- _Provided data_
<<<<
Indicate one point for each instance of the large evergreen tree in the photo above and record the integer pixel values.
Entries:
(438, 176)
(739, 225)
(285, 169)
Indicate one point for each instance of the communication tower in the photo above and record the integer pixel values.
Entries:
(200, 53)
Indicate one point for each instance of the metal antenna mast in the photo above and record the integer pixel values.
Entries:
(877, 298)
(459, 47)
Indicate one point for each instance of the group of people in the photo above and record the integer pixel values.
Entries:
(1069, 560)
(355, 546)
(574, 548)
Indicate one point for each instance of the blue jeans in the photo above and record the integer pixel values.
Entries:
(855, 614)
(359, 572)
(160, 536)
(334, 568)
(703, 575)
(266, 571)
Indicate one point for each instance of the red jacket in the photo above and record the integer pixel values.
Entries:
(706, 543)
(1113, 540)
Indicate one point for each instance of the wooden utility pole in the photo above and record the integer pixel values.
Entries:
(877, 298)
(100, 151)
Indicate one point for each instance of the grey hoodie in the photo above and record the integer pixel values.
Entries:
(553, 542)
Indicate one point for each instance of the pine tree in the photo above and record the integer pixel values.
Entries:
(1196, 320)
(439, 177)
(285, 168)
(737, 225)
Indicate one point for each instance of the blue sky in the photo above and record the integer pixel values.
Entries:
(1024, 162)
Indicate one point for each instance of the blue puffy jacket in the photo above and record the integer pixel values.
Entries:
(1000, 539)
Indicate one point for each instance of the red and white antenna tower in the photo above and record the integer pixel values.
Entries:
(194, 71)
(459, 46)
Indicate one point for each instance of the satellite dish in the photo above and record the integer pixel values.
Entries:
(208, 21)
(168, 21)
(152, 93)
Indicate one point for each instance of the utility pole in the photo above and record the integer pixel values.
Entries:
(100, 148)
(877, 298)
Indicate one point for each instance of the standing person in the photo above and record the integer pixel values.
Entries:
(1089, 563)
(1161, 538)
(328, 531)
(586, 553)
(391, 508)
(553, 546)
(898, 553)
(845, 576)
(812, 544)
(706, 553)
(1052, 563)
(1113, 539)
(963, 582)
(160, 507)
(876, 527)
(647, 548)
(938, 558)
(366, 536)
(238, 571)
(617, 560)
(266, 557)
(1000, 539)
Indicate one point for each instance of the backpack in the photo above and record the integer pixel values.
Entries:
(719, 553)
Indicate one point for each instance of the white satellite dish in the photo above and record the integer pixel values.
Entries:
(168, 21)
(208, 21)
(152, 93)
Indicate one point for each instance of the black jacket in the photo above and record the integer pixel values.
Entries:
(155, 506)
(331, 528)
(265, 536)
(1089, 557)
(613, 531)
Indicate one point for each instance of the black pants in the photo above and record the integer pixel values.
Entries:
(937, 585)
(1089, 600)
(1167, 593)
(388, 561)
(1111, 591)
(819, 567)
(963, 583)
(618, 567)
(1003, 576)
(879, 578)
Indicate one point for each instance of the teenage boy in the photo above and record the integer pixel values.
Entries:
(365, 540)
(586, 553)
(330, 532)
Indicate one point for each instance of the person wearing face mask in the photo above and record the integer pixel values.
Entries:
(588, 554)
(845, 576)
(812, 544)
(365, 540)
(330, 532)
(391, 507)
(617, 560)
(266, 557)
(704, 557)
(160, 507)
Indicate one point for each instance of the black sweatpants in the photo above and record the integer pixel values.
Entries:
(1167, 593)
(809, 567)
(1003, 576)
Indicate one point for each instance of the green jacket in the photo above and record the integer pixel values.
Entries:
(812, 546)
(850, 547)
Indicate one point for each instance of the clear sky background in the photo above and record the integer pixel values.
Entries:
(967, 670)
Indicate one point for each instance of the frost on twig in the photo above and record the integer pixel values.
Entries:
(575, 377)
>>>>
- _What you have to do_
Rewrite the whole listing above, changing every "Entries" to "Points" and keeping everything else the same.

- _Written response_
Indicate one point for each instance of the large evergreen tree in the photo above and record the integer pixel values.
Points:
(438, 176)
(739, 225)
(285, 169)
Indicate one point for each instance of the communication tower in the photo above and record the integer pixel values.
Points:
(200, 53)
Indicate one point for each instance of the metal antenna mast in the photo above and record the integer pixel values.
Points:
(877, 298)
(459, 47)
Indicate one point for each instance of the group of people in the photo above and record the integer pixel values.
Points:
(1069, 560)
(355, 546)
(574, 548)
Indicate one point for each instance of the blue jeans in the photo above and record the integer pixel values.
Points:
(855, 614)
(359, 572)
(160, 536)
(334, 568)
(703, 575)
(266, 571)
Indicate one point for each instance of the red jacket in the photo above and record the integer pixel values.
Points:
(706, 543)
(1113, 540)
Indicate one point for each instance of the wooden utility pole in the photo above and record the integer pixel values.
Points:
(877, 298)
(100, 151)
Indicate one point for each instance of the grey hoodie in the photo above and record the integer pixel values.
Points:
(553, 542)
Indicate one point for each instance of the pine tree in the photo above and record the integer pixel values.
Points:
(1196, 320)
(439, 177)
(285, 168)
(737, 225)
Indicate one point for each instance of the blue sky in the photo above and record the integer pixel values.
Points:
(1024, 162)
Indicate one point for each instance of the blue puffy jacket in the photo above and record the integer pixel values.
Points:
(1000, 539)
Indicate one point for each instance of the red and white antenna tower in the photo above and record the integer pixel values.
Points:
(194, 71)
(459, 46)
Indicate one point for each instance of the satellite dish in the photo above and record the integer pixel values.
Points:
(208, 21)
(168, 21)
(152, 93)
Indicate one point for each instance of the utility pole in the photo above and record the integer pixel values.
Points:
(100, 148)
(877, 298)
Indicate one point for each instance of the standing person in the photo above and record the integer pixel values.
Points:
(1089, 563)
(1161, 538)
(328, 531)
(586, 553)
(391, 508)
(553, 546)
(898, 553)
(845, 576)
(812, 544)
(706, 553)
(1052, 563)
(1113, 539)
(963, 582)
(160, 507)
(876, 527)
(647, 548)
(938, 558)
(366, 536)
(238, 571)
(617, 560)
(266, 557)
(1000, 539)
Indicate one point for each instance of the backpack in the photo above and record the integer pixel values.
Points:
(719, 553)
Indicate one point for each instance of the white satellite dish in the photo above and record the integer pixel values.
Points:
(168, 21)
(208, 21)
(152, 93)
Indicate one point for each instance of the black jacket in the photo above and record the integer pixel values.
Points:
(155, 506)
(331, 528)
(265, 536)
(1089, 557)
(613, 531)
Indicate one point for each instance of the black pants in the photo above and record the integer pixel values.
Points:
(937, 585)
(1089, 600)
(1167, 593)
(388, 561)
(1111, 591)
(819, 567)
(963, 583)
(618, 567)
(1003, 576)
(879, 578)
Indicate one point for each instance of the teenage boy in the photo above and record the integer pixel values.
Points:
(365, 540)
(586, 553)
(330, 532)
Indicate one point for each instance of the person wearing face mask in the photo above and record the integer pixel values.
Points:
(588, 554)
(845, 576)
(812, 544)
(365, 540)
(330, 532)
(391, 507)
(617, 560)
(266, 557)
(704, 557)
(160, 507)
Indicate one point for each instance of the black sweatpants in the photo above and record the integer pixel values.
Points:
(1167, 593)
(809, 567)
(1003, 576)
Indicate one point for each instance of the green jacket in the photo above and record the integer pixel values.
Points:
(812, 546)
(850, 547)
Indicate one point for each instance of the clear sky background in the photo above and record the integer pixel values.
Points:
(967, 670)
Indicate one point for each instance of the frost on twig in the photo above and record the integer pixel values.
Points:
(575, 377)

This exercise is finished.